作業内容 —
(1) 抽出本文のうち、「(ウ)エピソード又は小熊のぬいぐるみ固有の人気・著名性について」から「の反論は理由になっていない。」に至るまでの部分をすべて打ち直してください。
(2) 抽出本文によれば、被請求人が主張の前提として挙げている審決事件は、どの種類の審判事件ですか。

抽出本文 —
本件商標の語の由来は、すでに主張立証したとおり、100年以上過去の歴史的事件に基くものであり、その「ぬいぐるみ」なるものはその事件と同時発生的に誕生したものではないから、これを混同してはならない。被請求人はこれを、「自己の商標として自由に『選択』できる状態であった」と主張するが、「TEDDYBEAR」とは、正に米国大統領の愛称に由来する歴史上の人物に準ずる名称であるから、何人も自由に選択して登録できる状態にあるような語ではないのである。被請求人の見解は、動物の「BEAR」に対して通用するにすぎない。
被請求人の主張は、正に我が国商標法における先願主義の原則を悪用した利権屋擁護の主張である。
(ウ)エピソード又は小熊のぬいぐるみ固有の人気・著名性について
被請求人は、「テディベアー」、「teddy bear」の語の著名性を本件商標の出願時を基準に認定しようとするが、7号が規定する公序良俗とは日本国内ひとりの問題ではなく国際信義上の問題でもあることを忘却してはならないから、「ましてやセオドア・ルーズベルトのエピソードに由来することなど知られていようはずがない。」と反論すること自体おかしい。もしそのような主張が妥当であるとするならば、最初出願人において本件商標を採択した理由は何かと問いたいから、陳述書の提出を求める。
ところで、被請求人は「忠犬ハチ公」の商標登録例を引用しているが、これと本件商標とを対等と考えることはまず誤りである。「忠犬ハチ公」なる語や名称は伝説上の犬の名前であり、需要者がイメージ(観念)するのもその限りであり、犬という動物に対する愛称にすぎない。
これに対し、「テディベアー/TEDDYBEAR」といえば、正に実在した米国大統領の愛称と彼が出会った小熊との関係を需要者がイメージ(観念)する語であり、名称である。したがって、単なる熊の愛称ではない。
そこで、問題は、何人も当該名称を自由に使用できるかどうかを考える前に、この名称ないし語を一私企業に独占排他させる商標権というものを付与してよい合理的理由があるかどうかを考えることである。したがって、この点について、的確に答えていない被請求人の反論は理由になっていない。
また、本件において問題となるのは、本件商標が表示する片仮名と英語とからなる語であって、ぬいぐるみ自体でないから、両者を混同してはならない。
(エ)本件商標の使用について
被請求人は、本件商標は長年に亘り平穏に安定して使用されているから、何ら競業秩序を乱すものではないと主張し、その理由を「セオドア・ルーズベルトのエピソード」など、法的保護の対象となっていないあいまいな概念をもって商標登録を排除し、既存の法律に影響を及ぼすことは、法的安定性を著しく損ない、ひいては商標制度への信頼を失わせることになることを挙げているが、誤りである。
まず、被請求人が主張の前提として挙げている審決事件は商標法第50条の登録取消審判事件であって、登録無効審判事件ではない。そして、この審決理由の中から、被請求人の主張の根拠となる広く公序良俗を害するおそれがあることにはならないという内容を汲み取ることはできない。

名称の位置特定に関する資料
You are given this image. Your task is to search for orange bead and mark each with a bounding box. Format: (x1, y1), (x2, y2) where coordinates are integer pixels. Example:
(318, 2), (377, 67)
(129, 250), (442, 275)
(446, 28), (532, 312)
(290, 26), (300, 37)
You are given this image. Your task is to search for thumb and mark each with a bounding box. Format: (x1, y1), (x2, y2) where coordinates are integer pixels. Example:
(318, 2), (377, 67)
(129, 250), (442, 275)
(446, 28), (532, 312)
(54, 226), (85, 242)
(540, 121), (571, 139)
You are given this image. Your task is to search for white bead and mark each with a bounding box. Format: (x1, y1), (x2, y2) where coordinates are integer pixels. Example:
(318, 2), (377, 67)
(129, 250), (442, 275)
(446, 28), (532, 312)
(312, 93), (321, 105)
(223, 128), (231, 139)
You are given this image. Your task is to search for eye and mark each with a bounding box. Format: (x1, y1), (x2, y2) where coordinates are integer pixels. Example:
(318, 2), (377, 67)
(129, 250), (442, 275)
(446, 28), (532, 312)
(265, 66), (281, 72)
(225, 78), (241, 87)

回答一覧 —
(1)
(ウ)エピソード又は小熊のぬいぐるみ固有の人気・著名性について
被請求人は、「テディベアー」、「teddy bear」の語の著名性を本件商標の出願時を基準に認定しようとするが、7号が規定する公序良俗とは日本国内ひとりの問題ではなく国際信義上の問題でもあることを忘却してはならないから、「ましてやセオドア・ルーズベルトのエピソードに由来することなど知られていようはずがない。」と反論すること自体おかしい。もしそのような主張が妥当であるとするならば、最初出願人において本件商標を採択した理由は何かと問いたいから、陳述書の提出を求める。
ところで、被請求人は「忠犬ハチ公」の商標登録例を引用しているが、これと本件商標とを対等と考えることはまず誤りである。「忠犬ハチ公」なる語や名称は伝説上の犬の名前であり、需要者がイメージ(観念)するのもその限りであり、犬という動物に対する愛称にすぎない。
これに対し、「テディベアー/TEDDYBEAR」といえば、正に実在した米国大統領の愛称と彼が出会った小熊との関係を需要者がイメージ(観念)する語であり、名称である。したがって、単なる熊の愛称ではない。
そこで、問題は、何人も当該名称を自由に使用できるかどうかを考える前に、この名称ないし語を一私企業に独占排他させる商標権というものを付与してよい合理的理由があるかどうかを考えることである。したがって、この点について、的確に答えていない被請求人の反論は理由になっていない。

(2) 商標法第50条の登録取消審判事件です。